AIM OF THE EXERCISE
Copy the lines of these entries below verbatim, leaving out the pictures.

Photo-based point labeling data
_____

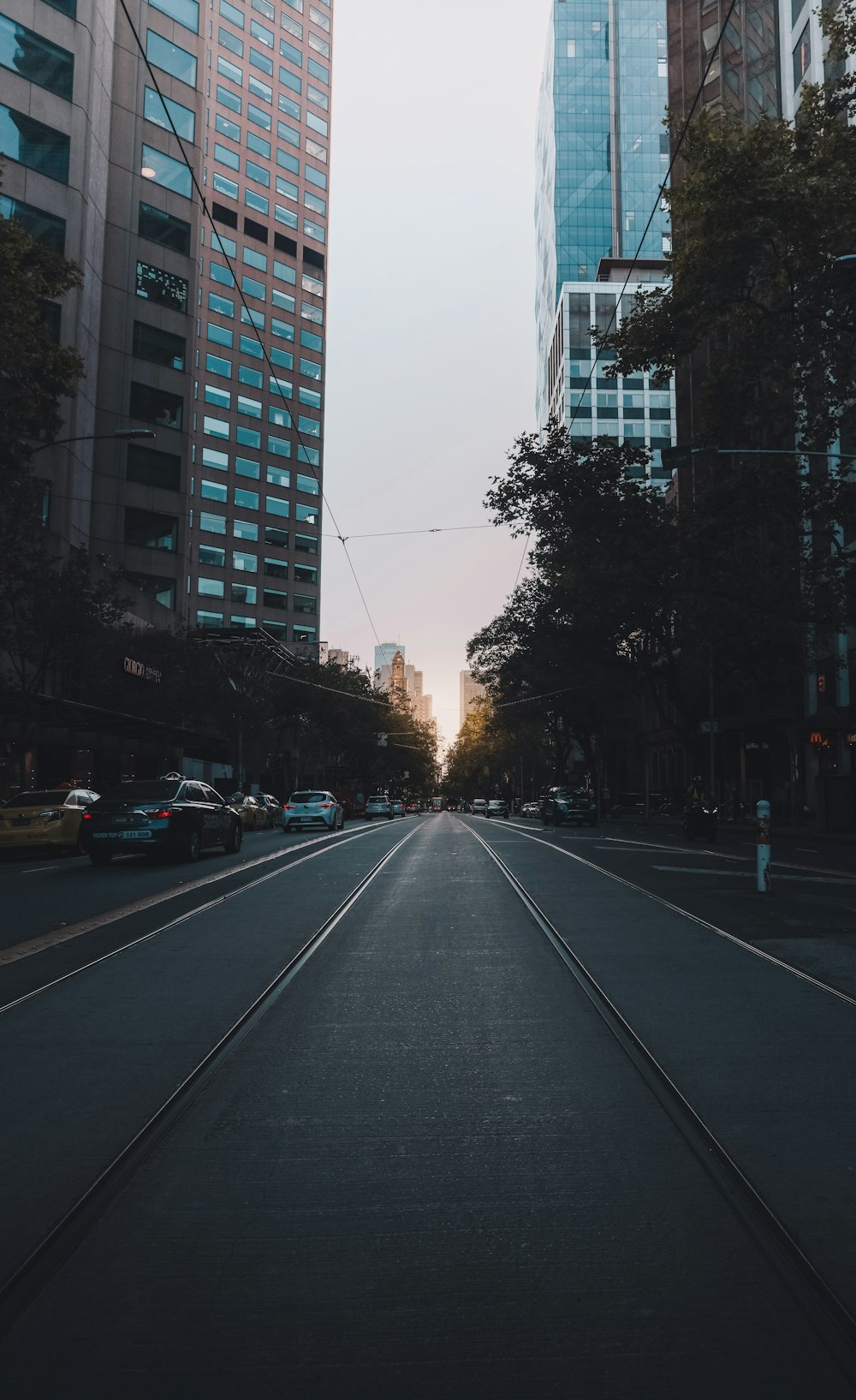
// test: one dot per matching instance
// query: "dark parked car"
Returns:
(569, 805)
(158, 815)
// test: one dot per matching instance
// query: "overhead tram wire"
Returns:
(240, 290)
(635, 258)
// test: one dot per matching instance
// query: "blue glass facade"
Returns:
(602, 150)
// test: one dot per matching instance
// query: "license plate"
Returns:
(121, 836)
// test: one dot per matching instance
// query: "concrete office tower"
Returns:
(210, 331)
(602, 156)
(470, 692)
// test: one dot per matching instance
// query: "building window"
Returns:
(163, 229)
(229, 98)
(42, 227)
(273, 598)
(169, 57)
(225, 187)
(150, 529)
(229, 70)
(160, 110)
(165, 289)
(34, 145)
(163, 170)
(183, 11)
(152, 405)
(150, 468)
(224, 156)
(802, 57)
(35, 59)
(158, 346)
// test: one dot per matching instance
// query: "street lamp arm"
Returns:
(119, 434)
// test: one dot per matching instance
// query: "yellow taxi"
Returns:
(50, 817)
(252, 813)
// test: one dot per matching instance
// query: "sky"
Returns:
(430, 321)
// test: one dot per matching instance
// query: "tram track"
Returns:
(829, 1318)
(291, 860)
(677, 909)
(77, 1221)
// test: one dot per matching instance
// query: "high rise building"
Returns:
(470, 694)
(383, 658)
(602, 156)
(207, 328)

_____

EXERCISE RESULT
// test: one dot per matching instance
// query: "dark parked car"
Returns:
(569, 805)
(158, 815)
// test: one dot per matching instance
// query: "overhead tram wire"
Returns:
(240, 290)
(635, 258)
// test: one dot per matching instance
// query: "blue glass facade"
Returns:
(602, 150)
// test: one dot per matching instance
// query: "license plate"
Returns:
(121, 836)
// test: one dot per matching instance
// query: "concrete office tower"
Returns:
(210, 331)
(602, 156)
(470, 692)
// test: one dot per matching instance
// query: "building window"
Returns:
(163, 229)
(229, 98)
(42, 227)
(273, 598)
(169, 57)
(225, 187)
(150, 529)
(229, 70)
(160, 110)
(165, 289)
(34, 145)
(163, 170)
(183, 11)
(152, 405)
(150, 468)
(224, 156)
(802, 57)
(35, 59)
(158, 346)
// test: one dot per matching instance
// query: "street lamp arm"
Returns:
(119, 434)
// test: one dot per matching instance
// query: "yellow taxi"
Returns:
(50, 817)
(252, 813)
// test: one dot per matching instance
// query: "sky"
Returns:
(430, 321)
// test: one dot per matching instance
// query: "tram track"
Returns:
(829, 1318)
(291, 860)
(677, 909)
(77, 1221)
// test: one dot per matching instance
// query: "high rise building"
Returns:
(470, 694)
(383, 658)
(602, 156)
(207, 328)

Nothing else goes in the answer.